━━━━━ SELECTED TEXT ━━━━━

Pay, equity, and how to walk through it
On the comp side, seed-stage startups like Reflective usually trade a bit of cash for more meaningful ownership. For a junior engineer, that often looks like base pay in the $92K-$118K range in the Seattle-Bellevue market, plus an options grant that’s nontrivial on a small cap table. The real question in your walkthrough isn’t just “What’s the salary?” but “How long is the runway?” and “Who’s responsible for mentoring me?” With a $1.3M raise, you’ll want to ask how many months of runway the team has at current burn, what milestones they’re aiming for before the next round, and how many other early-career devs they’ve already brought on. Listen for specifics about pairing, code review norms, and time set aside for learning; if those answers feel as thoughtfully laid out as the product vision, you may have found a small but well-designed place to grow from junior into someone who can one day design their own floorplan.
Govstream.ai
Govstream.ai is that unassuming building on a quiet side street that turns out to be surprisingly important to the neighborhood. With a team of about six people, it’s an early-stage startup backed by Ascend.vc, a Pacific Northwest seed fund that supported the company from day one. Their focus is resolutely unsexy on the surface - modernizing government permitting with AI - but that “paperwork” is the bottleneck behind housing, EV charging stations, and a lot of the infrastructure everyone in Bellevue argues about over coffee.

━━━━━

* [TASKS TO PERFORM]:
1/ In the startup write-up, which seed fund backed Govstream.ai?
2/ Pick up the startup write-up after its last sentence and keep it going.
The items below the startup write-up come from a separate source.

━━━━━ EXCERPTED DATA ━━━━━

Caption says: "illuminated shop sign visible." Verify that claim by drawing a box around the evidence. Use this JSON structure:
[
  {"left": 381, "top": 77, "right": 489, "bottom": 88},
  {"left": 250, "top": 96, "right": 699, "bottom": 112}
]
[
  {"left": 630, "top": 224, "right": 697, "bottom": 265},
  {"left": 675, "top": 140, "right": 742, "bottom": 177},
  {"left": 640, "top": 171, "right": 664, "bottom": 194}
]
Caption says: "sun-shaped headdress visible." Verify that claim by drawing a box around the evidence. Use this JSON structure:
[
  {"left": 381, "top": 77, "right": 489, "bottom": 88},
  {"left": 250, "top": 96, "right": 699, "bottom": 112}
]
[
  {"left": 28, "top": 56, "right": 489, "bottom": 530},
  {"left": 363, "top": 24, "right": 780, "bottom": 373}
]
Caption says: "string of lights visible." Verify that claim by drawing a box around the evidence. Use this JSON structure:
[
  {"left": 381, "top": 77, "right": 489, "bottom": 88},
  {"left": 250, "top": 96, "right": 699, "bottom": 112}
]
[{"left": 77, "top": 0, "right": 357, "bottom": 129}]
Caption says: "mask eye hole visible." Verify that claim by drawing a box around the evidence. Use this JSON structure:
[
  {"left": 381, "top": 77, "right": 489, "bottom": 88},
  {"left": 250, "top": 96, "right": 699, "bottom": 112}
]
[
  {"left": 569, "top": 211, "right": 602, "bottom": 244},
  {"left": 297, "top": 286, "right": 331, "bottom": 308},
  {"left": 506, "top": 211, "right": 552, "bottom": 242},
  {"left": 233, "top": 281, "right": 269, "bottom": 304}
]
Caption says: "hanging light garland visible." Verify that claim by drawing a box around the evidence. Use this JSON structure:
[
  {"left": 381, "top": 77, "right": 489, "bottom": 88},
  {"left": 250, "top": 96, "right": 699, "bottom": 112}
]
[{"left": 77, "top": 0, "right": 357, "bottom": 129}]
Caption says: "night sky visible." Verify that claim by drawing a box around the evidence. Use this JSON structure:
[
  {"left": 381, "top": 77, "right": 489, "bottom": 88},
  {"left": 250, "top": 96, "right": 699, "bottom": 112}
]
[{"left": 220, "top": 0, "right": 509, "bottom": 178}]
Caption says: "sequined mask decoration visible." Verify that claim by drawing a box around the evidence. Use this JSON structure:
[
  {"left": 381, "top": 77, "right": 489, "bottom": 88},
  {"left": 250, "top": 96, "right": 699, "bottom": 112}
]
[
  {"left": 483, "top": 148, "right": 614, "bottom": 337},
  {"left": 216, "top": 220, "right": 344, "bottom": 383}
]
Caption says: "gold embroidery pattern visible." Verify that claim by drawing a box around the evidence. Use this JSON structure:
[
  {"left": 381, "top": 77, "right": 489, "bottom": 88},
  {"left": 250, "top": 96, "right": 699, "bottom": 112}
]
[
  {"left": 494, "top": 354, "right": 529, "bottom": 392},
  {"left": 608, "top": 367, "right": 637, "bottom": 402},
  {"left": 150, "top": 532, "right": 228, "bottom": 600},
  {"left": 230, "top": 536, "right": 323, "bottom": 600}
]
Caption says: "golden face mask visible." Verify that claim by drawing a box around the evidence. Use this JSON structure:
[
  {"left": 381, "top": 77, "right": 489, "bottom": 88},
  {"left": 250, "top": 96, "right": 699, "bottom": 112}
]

━━━━━

* [LIST OF ANSWERS]:
1/ Ascend.vc, a Pacific Northwest seed fund.

2/
Why it’s a strong first job
For a junior dev, Govstream.ai is the definition of high-impact, high-ownership. You’re not just ticket-taking on a massive team; you’re helping build the core product for cities and agencies that still run on PDFs and counter windows. Being backed early by a local seed firm means there’s more structure and support than a bootstrapped side project, but the company is still small enough that your ideas can influence the roadmap. Ascend’s portfolio writeups emphasize founders “tackling overlooked, foundational problems” across the region, and Govstream.ai fits that mold perfectly: quietly critical, hard to do well, and full of room for a junior engineer to grow into the person who knows the system best.
What you’d actually build
Inside this “apartment,” almost every room leads back to documents and decisions. As a junior engineer, you might build web interfaces where planners, developers, and citizens submit and track permits; design document-ingestion pipelines that extract key fields from scanned forms; or help integrate models that classify permit types, flag incomplete submissions, or predict processing times based on historical data. You’ll touch the glue code that connects AI outputs into workflows public servants can actually act on - things like status dashboards, notification systems, and exception queues. That means working across a fairly standard modern stack (likely TypeScript/React plus a Python or Node backend) while getting hands-on experience with how AI is woven into line-of-business software instead of just demo apps.
Pay, equity, and how to walk through it
On compensation, Govstream.ai sits squarely in the seed-stage startup zone: junior base salaries often land around $85K-$110K, paired with equity grants that are significantly larger than what you’d see at a later-stage company. The trade-off is clear: more risk, more ownership, more upside if they hit product-market fit with agencies that desperately need this. When you do your walkthrough, ask very direct questions: how many months of runway they have at current burn, what the hiring plan looks like over the next year, and which senior engineer is explicitly responsible for mentoring juniors. Cross-check that against broader entry-level benchmarks from places like Robert Half’s entry-level software engineer salary guides so you know whether the equity and learning curve justify the cash trade-off. If the answers are specific and transparent, you’ve likely found a small, slightly rough-around-the-edges place where you can have an outsized impact from day one.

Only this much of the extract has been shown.